TASK REQUIREMENTS = Convert the records below, starting at the line that contains "Target: rectangular platter" and ending at the last line of the records, into a Markdown table with an Index column for the row number and an Entry column for the line. Omit blank lines.
START
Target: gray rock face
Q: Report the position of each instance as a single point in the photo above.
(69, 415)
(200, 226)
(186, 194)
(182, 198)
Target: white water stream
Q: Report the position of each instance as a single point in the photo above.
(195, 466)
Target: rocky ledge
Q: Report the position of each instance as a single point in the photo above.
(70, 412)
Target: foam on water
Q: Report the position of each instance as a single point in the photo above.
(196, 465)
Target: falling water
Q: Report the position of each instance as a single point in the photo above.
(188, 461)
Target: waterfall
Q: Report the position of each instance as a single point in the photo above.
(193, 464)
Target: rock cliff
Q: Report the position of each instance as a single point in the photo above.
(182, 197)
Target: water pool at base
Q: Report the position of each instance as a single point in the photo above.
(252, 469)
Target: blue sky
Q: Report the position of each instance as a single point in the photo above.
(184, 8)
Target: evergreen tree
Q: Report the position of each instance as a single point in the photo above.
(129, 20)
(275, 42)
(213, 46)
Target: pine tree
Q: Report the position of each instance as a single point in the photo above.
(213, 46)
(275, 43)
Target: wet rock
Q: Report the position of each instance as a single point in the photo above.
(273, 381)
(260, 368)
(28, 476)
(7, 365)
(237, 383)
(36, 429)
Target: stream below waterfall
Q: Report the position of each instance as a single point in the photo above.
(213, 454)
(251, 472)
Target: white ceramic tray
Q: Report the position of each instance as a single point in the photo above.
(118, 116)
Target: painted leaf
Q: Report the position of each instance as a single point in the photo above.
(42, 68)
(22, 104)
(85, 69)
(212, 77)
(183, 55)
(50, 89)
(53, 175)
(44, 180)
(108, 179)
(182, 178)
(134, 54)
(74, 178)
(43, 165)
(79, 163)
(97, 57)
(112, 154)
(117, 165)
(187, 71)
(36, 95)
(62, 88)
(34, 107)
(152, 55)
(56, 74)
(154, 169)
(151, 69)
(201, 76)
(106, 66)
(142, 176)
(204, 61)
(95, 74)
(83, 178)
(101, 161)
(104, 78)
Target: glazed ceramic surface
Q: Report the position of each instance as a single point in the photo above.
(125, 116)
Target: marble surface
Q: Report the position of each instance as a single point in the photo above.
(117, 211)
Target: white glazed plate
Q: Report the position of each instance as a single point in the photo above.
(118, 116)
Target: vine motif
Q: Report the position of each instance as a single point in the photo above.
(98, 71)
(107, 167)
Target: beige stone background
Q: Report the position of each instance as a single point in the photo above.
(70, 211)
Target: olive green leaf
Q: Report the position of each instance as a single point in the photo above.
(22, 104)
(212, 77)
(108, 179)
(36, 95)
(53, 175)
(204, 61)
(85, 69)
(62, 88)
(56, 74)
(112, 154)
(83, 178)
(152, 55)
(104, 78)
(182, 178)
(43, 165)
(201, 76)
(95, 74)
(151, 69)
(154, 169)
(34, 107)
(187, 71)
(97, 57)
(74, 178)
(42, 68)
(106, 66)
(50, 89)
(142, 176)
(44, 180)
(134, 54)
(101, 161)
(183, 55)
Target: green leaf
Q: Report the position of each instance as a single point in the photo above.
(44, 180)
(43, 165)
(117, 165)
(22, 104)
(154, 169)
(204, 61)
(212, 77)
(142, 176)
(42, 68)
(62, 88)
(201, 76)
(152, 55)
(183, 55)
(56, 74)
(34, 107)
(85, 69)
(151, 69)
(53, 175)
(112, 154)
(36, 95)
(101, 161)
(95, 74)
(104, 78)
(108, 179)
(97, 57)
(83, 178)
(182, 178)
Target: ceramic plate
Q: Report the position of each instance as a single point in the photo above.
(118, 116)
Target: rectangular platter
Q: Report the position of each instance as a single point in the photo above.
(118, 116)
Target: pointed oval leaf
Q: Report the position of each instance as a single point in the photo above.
END
ANSWER TO THIS TASK =
| Index | Entry |
|---|---|
| 1 | Target: rectangular platter |
| 2 | Q: Report the position of each instance as a single point in the photo above. |
| 3 | (118, 116) |
| 4 | Target: pointed oval leaf |
| 5 | Q: Report the position of each instance as a single point in the photo above. |